§ PROBLEMA PLANTEADO 1: ¿Qué nombre recibe en la psicología social, según el fragmento fuente, el efecto por el cual repetir muchas veces una afirmación aumenta la posibilidad de que se tome como cierta?
§ PROBLEMA PLANTEADO 2: Reproduce del fragmento fuente el tramo que va desde "Los ojos de" hasta "el medio televisivo.".
== FRAGMENTO FUENTE ==
Los ojos de Tammy Faye (2021), es una película biopic que retrata la vida de Tammy Faye Bakker y de su marido Jim Bakker, televangelistas que durante décadas estafaron a sus seguidores, engañaron a una parte importante de la población norteamericana y crearon un imperio de fortuna y derroche como oradores religiosos en el medio televisivo.

Con sus altibajos, el filme nos alerta de lo fácilmente influenciable que puede llegar a ser la sociedad ante un discurso centelleante basado en lo que desde el campo de la psicología social se llama el efecto de la verdad ilusoria: repetir una afirmación muchas veces, aunque no tenga aval o no sea cierta, incrementa la posibilidad de que sea tomada como cierta. Leo Festinger, en ese sentido, decía: 

“Un hombre con una convicción es un hombre difícil de cambiar. Dile que no estás de acuerdo y se va. Muéstrale datos o cifras y cuestiona tus fuentes. Apela a la lógica y él no ve tu punto de vista”.

La telepredicación académica tiene en libros educativos y, sobre todo, en redes sociales, su actual campo para expandirse y crear estados de opinión polarizados. Mientras, mantiene en las aulas el germen de su alimentación y su impacto real, lo que es más preocupante. Más que que se expandan sus discursos en medios, lo cual no es más que una muestra de la voracidad mediática a la hora de captar titulares para un clickbait permanente, la responsabilidad de la escuela pública nos lleva a mantenernos alerta contra la propagación de actuaciones vacías dentro de las aulas. Esta se produce de forma escurridiza a través de una suerte de mercadotecnia educativa, que se alterna con una ristra de discursos apasionados en donde nunca la familia tiene nada que decir, cuando debería estar informada de las actuaciones de éxito que se realizan con sus hijos e hijas y el impacto que estas tienen en sus aprendizajes.
===
== DATOS REGISTRADOS ==
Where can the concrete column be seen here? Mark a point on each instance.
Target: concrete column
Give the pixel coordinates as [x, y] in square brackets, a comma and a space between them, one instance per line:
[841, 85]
===
§ SOLUCIÓN REDACTADA 1: El efecto de la verdad ilusoria.

§ SOLUCIÓN REDACTADA 2:
Los ojos de Tammy Faye (2021), es una película biopic que retrata la vida de Tammy Faye Bakker y de su marido Jim Bakker, televangelistas que durante décadas estafaron a sus seguidores, engañaron a una parte importante de la población norteamericana y crearon un imperio de fortuna y derroche como oradores religiosos en el medio televisivo.